### Directions
Arrange all the rows below as a two-column CSV with the headers "prompt" and "response". Give one line per request, with its text and its answer each in a single quoted field and line breaks replaced by spaces, and omit the pictures.

[Rows excerpted from a collection]
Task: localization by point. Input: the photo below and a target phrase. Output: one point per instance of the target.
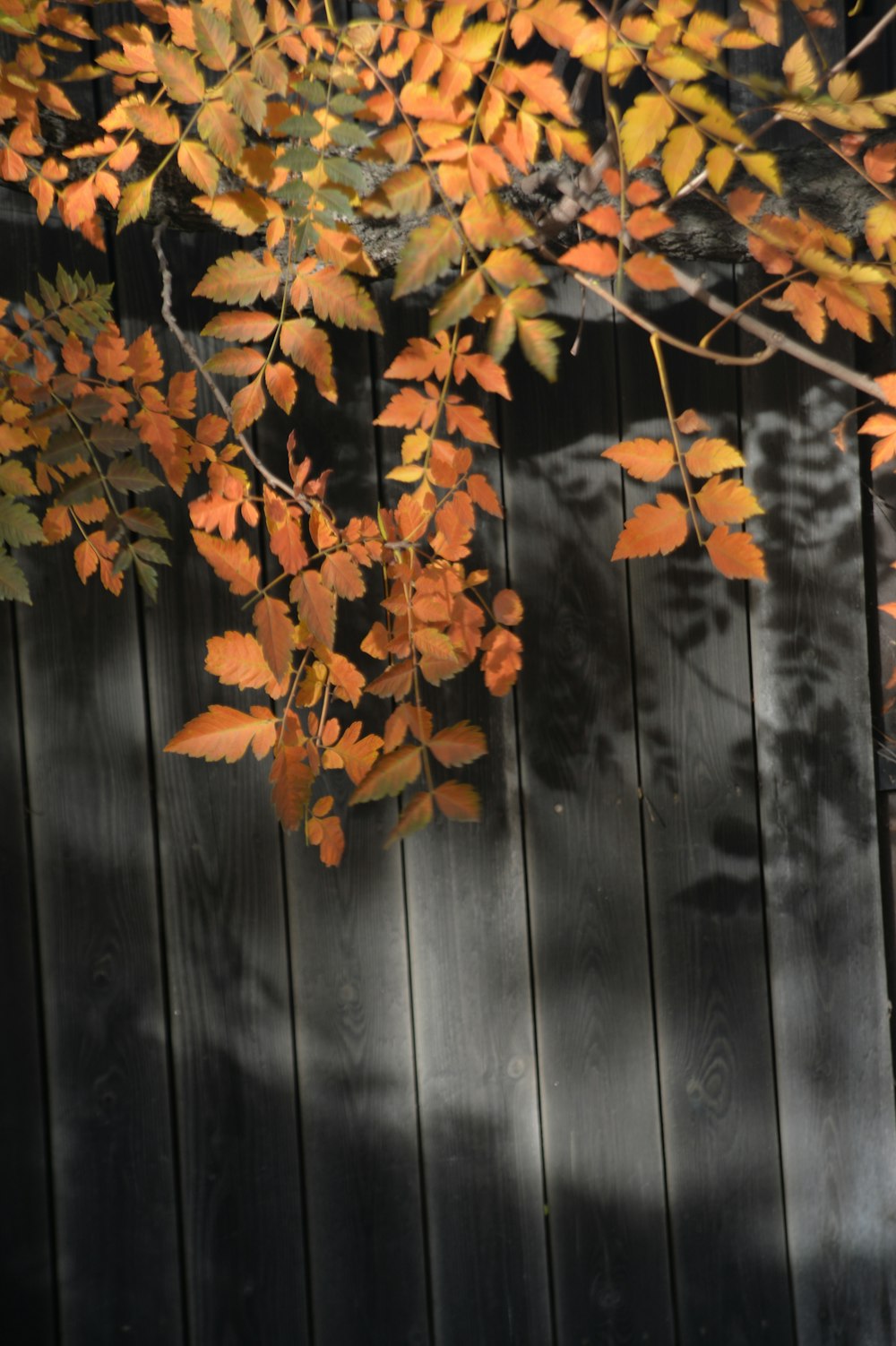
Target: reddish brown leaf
(652, 530)
(735, 555)
(223, 732)
(273, 624)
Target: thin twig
(195, 359)
(772, 338)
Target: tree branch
(195, 359)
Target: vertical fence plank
(474, 1031)
(349, 944)
(97, 902)
(225, 924)
(596, 1048)
(27, 1273)
(692, 677)
(823, 876)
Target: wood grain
(353, 1016)
(97, 902)
(225, 933)
(596, 1048)
(27, 1273)
(704, 879)
(474, 1029)
(823, 876)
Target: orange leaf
(223, 732)
(413, 817)
(237, 660)
(727, 501)
(356, 754)
(327, 833)
(340, 573)
(459, 745)
(650, 272)
(644, 459)
(232, 562)
(391, 774)
(483, 496)
(501, 660)
(707, 456)
(308, 346)
(236, 326)
(275, 627)
(647, 222)
(458, 802)
(291, 778)
(394, 681)
(469, 421)
(603, 220)
(348, 680)
(735, 555)
(316, 606)
(281, 384)
(507, 608)
(652, 530)
(340, 299)
(595, 257)
(880, 161)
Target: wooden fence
(611, 1067)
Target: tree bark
(814, 179)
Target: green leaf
(346, 171)
(343, 104)
(147, 579)
(429, 252)
(303, 124)
(313, 91)
(128, 474)
(13, 582)
(18, 525)
(300, 158)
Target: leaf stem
(655, 345)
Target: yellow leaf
(644, 125)
(134, 203)
(681, 155)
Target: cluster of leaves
(297, 134)
(73, 418)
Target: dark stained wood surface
(603, 1161)
(294, 1107)
(353, 1018)
(704, 881)
(823, 878)
(96, 886)
(474, 1027)
(27, 1273)
(225, 933)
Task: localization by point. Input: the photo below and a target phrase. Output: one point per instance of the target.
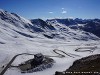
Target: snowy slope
(19, 35)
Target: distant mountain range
(14, 26)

### Answer in full
prompt,response
"Task: localization by point. Input: the photo below and a target phrase. Output: one point per instance of the target. Target: reddish brown leaf","(652, 530) (735, 555) (223, 732) (273, 624)"
"Target: thin twig","(195, 359) (772, 338)"
"Target: tree branch","(195, 359)"
"Target: vertical fence plank","(474, 1031) (349, 944) (97, 902) (225, 924) (596, 1048) (27, 1273) (692, 677) (823, 876)"
"Target: wood grain","(353, 1016) (97, 902) (225, 933) (596, 1048) (27, 1273) (704, 879) (474, 1029) (823, 876)"
"Target: orange leaf","(223, 732) (413, 817) (237, 660) (727, 501) (356, 754) (327, 833) (340, 573) (459, 745) (650, 272) (644, 459) (232, 562) (391, 774) (483, 496) (501, 660) (707, 456) (308, 346) (236, 326) (275, 627) (647, 222) (458, 802) (291, 778) (394, 681) (469, 421) (603, 220) (348, 680) (735, 555) (316, 606) (281, 384) (507, 608) (652, 530) (340, 299) (595, 257) (880, 161)"
"Target: wooden fence","(611, 1067)"
"Target: tree bark","(814, 179)"
"Target: green leaf","(346, 171) (343, 104) (147, 579) (429, 252) (303, 124) (313, 91) (128, 474) (13, 582) (18, 525) (300, 158)"
"Target: leaf stem","(655, 345)"
"Target: yellow leaf","(644, 125) (134, 203) (681, 155)"
"Target: cluster of leaves","(297, 134) (73, 418)"
"Target: dark stained wood surface","(603, 1161) (294, 1107) (353, 1018) (704, 881) (823, 878) (96, 886) (474, 1027) (27, 1273) (225, 933)"
"Task: localization by point. Input: the photo below and a target phrase. Output: one point per instance of the target. Target: snowy slope","(19, 35)"
"Target: distant mountain range","(14, 26)"